■ **Task objective**:
Duplicate the stretch of items from the line containing "# draw the outline of every instance of the man's hair" through the line containing "95), (302, 95)]]", leaving every character unchanged.

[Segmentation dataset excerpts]
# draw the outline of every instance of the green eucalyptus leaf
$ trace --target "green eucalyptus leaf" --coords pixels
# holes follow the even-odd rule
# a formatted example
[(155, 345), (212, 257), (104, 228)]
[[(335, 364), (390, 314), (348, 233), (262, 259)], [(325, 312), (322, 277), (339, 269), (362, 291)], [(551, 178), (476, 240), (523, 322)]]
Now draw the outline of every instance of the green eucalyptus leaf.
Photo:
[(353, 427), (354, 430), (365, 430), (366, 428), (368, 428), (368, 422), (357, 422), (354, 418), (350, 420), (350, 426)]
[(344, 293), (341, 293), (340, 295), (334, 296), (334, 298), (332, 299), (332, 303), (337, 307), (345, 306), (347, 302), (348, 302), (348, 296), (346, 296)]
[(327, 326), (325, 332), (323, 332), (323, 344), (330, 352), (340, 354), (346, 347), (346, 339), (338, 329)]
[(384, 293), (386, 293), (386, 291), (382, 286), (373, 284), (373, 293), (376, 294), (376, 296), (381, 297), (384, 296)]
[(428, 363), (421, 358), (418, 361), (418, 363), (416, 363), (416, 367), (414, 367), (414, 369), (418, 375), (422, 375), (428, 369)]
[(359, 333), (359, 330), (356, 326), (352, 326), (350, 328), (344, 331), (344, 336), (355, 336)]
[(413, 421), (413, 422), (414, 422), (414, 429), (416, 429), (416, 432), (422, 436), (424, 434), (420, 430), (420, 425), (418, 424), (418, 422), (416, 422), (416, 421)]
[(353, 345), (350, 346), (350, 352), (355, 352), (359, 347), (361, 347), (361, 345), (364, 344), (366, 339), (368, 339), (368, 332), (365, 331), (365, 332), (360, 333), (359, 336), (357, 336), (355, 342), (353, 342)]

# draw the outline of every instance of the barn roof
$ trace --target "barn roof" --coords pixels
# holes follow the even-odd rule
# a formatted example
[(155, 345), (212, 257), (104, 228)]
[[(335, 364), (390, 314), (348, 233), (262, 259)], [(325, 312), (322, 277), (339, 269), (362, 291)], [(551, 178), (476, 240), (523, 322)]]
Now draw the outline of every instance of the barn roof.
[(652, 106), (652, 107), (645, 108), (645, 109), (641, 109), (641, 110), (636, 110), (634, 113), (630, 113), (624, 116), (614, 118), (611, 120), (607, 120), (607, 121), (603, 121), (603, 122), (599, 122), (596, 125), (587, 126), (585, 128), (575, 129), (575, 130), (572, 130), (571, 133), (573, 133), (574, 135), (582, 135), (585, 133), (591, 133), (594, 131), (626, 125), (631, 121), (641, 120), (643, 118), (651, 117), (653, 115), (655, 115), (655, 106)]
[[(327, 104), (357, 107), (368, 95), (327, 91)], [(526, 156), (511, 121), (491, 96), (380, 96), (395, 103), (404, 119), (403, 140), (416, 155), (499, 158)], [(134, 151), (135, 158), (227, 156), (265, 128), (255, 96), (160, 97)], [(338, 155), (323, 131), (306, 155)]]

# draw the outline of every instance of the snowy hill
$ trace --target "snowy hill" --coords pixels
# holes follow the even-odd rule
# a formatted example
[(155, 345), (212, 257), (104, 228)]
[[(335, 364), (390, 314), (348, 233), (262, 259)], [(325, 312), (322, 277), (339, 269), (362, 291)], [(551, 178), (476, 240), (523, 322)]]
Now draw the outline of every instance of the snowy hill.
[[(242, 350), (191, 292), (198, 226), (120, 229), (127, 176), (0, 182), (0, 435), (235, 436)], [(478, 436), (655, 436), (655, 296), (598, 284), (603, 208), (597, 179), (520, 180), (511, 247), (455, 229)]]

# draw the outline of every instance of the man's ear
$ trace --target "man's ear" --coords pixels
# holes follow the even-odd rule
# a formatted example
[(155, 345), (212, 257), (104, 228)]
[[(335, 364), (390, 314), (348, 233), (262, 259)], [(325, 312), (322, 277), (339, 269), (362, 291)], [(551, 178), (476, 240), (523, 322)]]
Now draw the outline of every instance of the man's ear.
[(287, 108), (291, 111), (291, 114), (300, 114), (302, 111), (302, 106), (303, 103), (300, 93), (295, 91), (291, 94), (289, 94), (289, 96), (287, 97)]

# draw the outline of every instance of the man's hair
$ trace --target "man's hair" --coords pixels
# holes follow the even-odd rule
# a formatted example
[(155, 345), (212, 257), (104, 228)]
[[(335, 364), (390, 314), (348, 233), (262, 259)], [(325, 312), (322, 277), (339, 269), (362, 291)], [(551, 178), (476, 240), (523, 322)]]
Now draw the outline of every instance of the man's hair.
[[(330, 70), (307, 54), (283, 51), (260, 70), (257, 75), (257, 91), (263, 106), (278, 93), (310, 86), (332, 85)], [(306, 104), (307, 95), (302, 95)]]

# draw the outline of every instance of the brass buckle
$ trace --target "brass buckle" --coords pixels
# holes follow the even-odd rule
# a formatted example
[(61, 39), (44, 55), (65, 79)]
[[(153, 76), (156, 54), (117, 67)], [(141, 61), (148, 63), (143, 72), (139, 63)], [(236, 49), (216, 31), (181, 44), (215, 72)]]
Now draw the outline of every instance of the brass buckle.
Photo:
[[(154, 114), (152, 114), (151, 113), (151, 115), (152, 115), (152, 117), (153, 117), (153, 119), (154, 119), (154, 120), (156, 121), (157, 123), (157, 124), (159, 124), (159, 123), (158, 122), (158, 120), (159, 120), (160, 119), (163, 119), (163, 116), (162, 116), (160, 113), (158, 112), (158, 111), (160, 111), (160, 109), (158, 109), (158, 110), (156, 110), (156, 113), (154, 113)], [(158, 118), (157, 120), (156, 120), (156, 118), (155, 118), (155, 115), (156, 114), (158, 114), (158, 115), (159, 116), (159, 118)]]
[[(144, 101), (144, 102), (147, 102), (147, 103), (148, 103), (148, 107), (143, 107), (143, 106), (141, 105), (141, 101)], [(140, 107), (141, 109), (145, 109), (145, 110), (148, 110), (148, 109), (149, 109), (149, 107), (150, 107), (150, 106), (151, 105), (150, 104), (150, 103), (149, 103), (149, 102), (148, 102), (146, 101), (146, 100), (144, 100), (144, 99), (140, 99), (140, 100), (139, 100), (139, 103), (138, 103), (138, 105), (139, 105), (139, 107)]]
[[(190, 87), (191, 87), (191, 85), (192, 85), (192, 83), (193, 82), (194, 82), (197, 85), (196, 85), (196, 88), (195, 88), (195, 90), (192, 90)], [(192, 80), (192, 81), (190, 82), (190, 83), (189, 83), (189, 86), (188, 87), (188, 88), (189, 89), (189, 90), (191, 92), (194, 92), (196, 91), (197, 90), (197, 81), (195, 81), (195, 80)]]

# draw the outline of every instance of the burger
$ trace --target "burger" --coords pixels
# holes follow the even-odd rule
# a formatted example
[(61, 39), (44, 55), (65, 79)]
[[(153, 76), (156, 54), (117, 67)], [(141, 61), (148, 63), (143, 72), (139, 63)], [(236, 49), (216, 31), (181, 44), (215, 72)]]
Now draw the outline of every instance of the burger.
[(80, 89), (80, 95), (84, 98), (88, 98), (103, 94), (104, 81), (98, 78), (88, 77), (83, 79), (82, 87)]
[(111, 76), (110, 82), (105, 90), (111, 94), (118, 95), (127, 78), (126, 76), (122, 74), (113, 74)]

■ **Finished answer**:
# draw the outline of every instance of the man's hair
$ trace --target "man's hair" --coords pixels
# holes follow the even-odd rule
# a formatted example
[(155, 345), (212, 257), (104, 228)]
[[(335, 364), (390, 314), (348, 233), (262, 259)], [(325, 312), (322, 277), (339, 269), (362, 291)], [(551, 178), (476, 240), (523, 322)]]
Now draw the outline of every instance of the man's hair.
[[(330, 70), (307, 54), (283, 51), (260, 70), (257, 75), (257, 91), (263, 106), (278, 93), (310, 86), (332, 85)], [(306, 104), (307, 95), (302, 95)]]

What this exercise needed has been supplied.